Stored rows:
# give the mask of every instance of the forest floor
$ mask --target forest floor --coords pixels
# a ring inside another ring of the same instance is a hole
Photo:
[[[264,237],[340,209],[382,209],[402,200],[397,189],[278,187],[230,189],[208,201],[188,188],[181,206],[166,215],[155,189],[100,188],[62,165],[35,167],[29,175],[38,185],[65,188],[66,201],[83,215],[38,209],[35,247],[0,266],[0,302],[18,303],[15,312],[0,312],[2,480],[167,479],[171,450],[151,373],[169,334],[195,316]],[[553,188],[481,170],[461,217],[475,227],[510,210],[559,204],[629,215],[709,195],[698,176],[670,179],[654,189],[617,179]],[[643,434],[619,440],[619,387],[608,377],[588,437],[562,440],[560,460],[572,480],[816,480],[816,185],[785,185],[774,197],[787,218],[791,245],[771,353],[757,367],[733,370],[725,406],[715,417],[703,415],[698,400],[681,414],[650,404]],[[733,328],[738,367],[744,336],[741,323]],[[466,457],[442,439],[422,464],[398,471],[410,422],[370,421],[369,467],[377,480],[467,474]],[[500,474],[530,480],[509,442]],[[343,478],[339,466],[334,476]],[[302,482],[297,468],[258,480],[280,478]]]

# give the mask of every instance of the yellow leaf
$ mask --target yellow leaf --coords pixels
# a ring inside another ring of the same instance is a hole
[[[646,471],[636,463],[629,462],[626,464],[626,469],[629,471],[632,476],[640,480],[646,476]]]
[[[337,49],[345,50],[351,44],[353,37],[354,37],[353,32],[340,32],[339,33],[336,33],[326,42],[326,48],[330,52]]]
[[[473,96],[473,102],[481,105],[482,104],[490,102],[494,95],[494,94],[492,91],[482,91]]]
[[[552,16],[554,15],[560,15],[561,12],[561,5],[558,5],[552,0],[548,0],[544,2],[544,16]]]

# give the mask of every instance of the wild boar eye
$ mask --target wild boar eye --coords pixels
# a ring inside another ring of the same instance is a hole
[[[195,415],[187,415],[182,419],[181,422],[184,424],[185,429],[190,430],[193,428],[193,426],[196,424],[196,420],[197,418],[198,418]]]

Task directions:
Reproduce every line of the items above without any change.

Output for this task:
# give the mask of every instance of the forest floor
$ mask --target forest floor --coords pixels
# a ring inside another ring of the same instance is a hole
Photo:
[[[264,237],[340,209],[382,209],[402,200],[397,189],[278,187],[230,189],[208,201],[188,188],[181,206],[166,215],[155,189],[100,188],[62,165],[35,167],[29,175],[38,185],[65,188],[66,201],[83,215],[38,209],[35,247],[0,266],[0,302],[18,303],[15,312],[0,312],[2,480],[167,479],[171,450],[151,373],[169,334],[195,316]],[[553,188],[481,170],[461,217],[475,227],[510,210],[559,204],[629,215],[709,195],[698,176],[670,179],[654,189],[617,179]],[[643,434],[619,440],[619,387],[608,377],[588,437],[562,440],[560,460],[572,480],[816,480],[816,185],[785,185],[774,197],[787,218],[791,245],[771,353],[757,367],[733,370],[725,406],[715,417],[703,415],[698,400],[681,414],[650,404]],[[733,328],[738,367],[744,336],[741,323]],[[466,457],[442,439],[422,464],[398,471],[410,422],[370,421],[369,467],[377,480],[467,474]],[[500,474],[530,480],[509,442]],[[343,478],[339,466],[334,476]],[[302,482],[297,468],[258,480],[280,478]]]

# give the mask of every instance of the yellow leaf
$ mask --target yellow leaf --coords pixels
# a ring inside another ring of the same instance is a hole
[[[646,471],[636,463],[629,462],[626,464],[626,469],[629,471],[632,476],[640,480],[646,476]]]
[[[337,49],[345,50],[351,44],[353,37],[354,37],[353,32],[340,32],[339,33],[336,33],[326,42],[326,48],[330,52]]]
[[[473,96],[473,102],[481,105],[482,104],[490,102],[494,95],[494,94],[492,91],[482,91]]]
[[[552,16],[554,15],[560,15],[561,12],[561,5],[558,5],[552,0],[548,0],[544,2],[544,16]]]

# give the mask of every instance of the wild boar eye
$ mask --target wild boar eye --coords pixels
# a ring inside another ring of the same instance is a hole
[[[195,415],[187,415],[182,419],[181,422],[184,424],[185,429],[190,430],[193,428],[193,426],[196,424],[196,420],[197,418],[198,418]]]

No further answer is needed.